TASK GOAL ::
Print every entry below line for line, without changing a character, and leave out the pictures.

[Start of PROVIDED DATA]

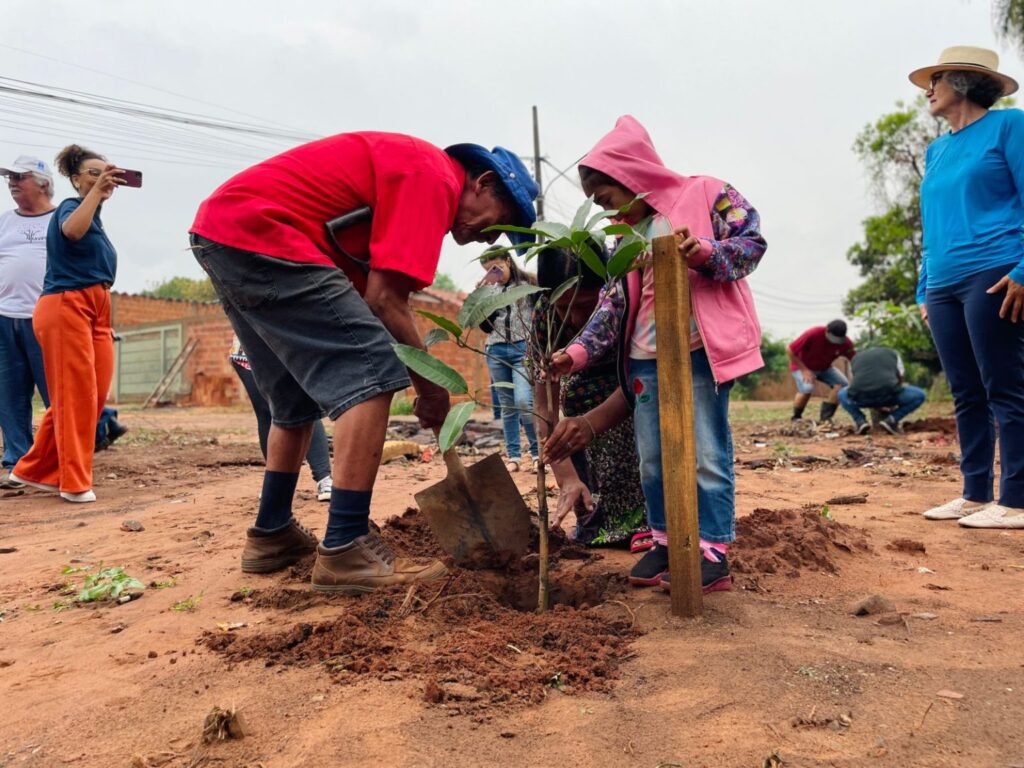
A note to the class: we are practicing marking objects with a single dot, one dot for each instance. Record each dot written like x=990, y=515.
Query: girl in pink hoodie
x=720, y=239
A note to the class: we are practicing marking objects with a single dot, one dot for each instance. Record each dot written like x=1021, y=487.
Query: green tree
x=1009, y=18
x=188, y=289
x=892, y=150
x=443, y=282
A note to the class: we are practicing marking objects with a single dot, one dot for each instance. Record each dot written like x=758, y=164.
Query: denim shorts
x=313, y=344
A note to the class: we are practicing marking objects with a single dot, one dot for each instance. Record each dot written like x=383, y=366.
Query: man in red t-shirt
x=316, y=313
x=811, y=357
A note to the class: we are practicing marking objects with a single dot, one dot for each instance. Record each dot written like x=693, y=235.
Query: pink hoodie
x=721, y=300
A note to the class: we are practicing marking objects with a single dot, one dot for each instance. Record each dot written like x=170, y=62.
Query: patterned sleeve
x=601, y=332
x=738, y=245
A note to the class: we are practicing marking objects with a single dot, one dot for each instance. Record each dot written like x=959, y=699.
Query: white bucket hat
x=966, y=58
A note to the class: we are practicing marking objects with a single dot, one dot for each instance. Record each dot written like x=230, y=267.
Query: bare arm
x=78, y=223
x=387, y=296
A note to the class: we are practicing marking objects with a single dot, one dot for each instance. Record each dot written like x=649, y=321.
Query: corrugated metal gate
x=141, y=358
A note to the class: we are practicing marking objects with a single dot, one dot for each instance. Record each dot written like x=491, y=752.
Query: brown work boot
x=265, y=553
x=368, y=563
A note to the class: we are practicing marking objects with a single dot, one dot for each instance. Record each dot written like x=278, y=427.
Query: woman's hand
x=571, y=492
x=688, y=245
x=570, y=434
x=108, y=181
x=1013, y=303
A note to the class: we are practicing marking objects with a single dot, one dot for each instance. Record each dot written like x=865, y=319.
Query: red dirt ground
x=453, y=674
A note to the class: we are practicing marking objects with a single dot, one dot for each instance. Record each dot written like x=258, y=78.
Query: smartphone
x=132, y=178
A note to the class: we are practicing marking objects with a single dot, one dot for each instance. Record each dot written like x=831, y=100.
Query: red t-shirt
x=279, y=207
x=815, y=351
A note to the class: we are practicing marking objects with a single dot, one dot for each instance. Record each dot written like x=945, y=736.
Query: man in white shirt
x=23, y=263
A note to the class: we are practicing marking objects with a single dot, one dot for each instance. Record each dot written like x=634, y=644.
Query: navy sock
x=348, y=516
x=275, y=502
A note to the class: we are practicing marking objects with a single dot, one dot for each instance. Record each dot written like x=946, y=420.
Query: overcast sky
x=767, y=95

[End of PROVIDED DATA]

ANSWER TO THE EXERCISE ::
A note to the class: we are practicing marking objects with a single dot, one dot for each instance. Record each dot written like x=990, y=515.
Query: girl in pink hoodie
x=720, y=239
A note to the class: we are practicing marking objects with a single dot, one dot for each instance. Record each dot written like x=1021, y=487.
Query: green tree
x=1009, y=18
x=188, y=289
x=892, y=150
x=443, y=282
A note to the class: we are practicing marking objects with a single dot, one dot for each instance. Record each dot written like x=758, y=164.
Query: denim shorts
x=313, y=344
A note to the class: we are practicing marking objects with a single dot, one dot for each instance. Record each dot written like x=383, y=366.
Query: man in red t-shirt
x=316, y=313
x=811, y=357
A note to the class: we are practicing marking objects with a single dot, one dot for each instance. Record each dot written like x=693, y=235.
Query: pink hoodie
x=721, y=300
A note to the class: we are practicing marking objects with a single dot, one dot for each instance. Record each dot written like x=170, y=62.
Query: patterned sleeve
x=601, y=332
x=738, y=245
A note to the class: we are practicing marking objects with a single dot, one dot for each instance. Record each dot written like x=959, y=699.
Query: white bucket hat
x=966, y=58
A note to the class: we are practicing marking objects with a single dot, one dot for each instance. Record each dot written like x=230, y=267.
Query: bare arm
x=78, y=223
x=387, y=296
A note to the class: we are practicing marking objects with a single dot, one dot for each instance. Record each dot written like x=649, y=321.
Query: corrugated metal gate
x=141, y=358
A note to the class: we are practicing marking objects with a single dot, one dot for each instance. Record each dot written like x=491, y=752.
Query: brown work boot
x=265, y=553
x=368, y=563
A note to the class: we are practicing marking objects with a single dot, one dot for each instance. Record each dot written like x=278, y=427.
Query: woman's hand
x=571, y=492
x=688, y=245
x=570, y=434
x=108, y=181
x=1013, y=303
A note to the class: we are practicing marking objects with a single dot, one dot for each instance. Record each dot written like x=865, y=319.
Query: red dirt ground
x=453, y=674
A note to the class: we are practicing marking objects with a single dot, one dot for each instance. Record each dot written like x=258, y=78.
Query: smartphone
x=132, y=178
A note to the class: we are practicing marking objects with a single dot, one dot for each instance. Record each dot written like x=831, y=100.
Query: red t-shirt
x=279, y=207
x=815, y=351
A note to the class: we are practicing marking objects with a single dot, one dot for each instance. Record each dot written like x=945, y=736.
Query: man in white shirt
x=23, y=263
A note to the class: we are practicing marking objects with a single dot, one dot for each instance. Record each dot written like x=634, y=644.
Query: navy sock
x=348, y=516
x=275, y=502
A note to the class: we are practicing marking objects with a single dot, one dot for each instance. Record each dot written like x=946, y=420.
Query: overcast sky
x=767, y=95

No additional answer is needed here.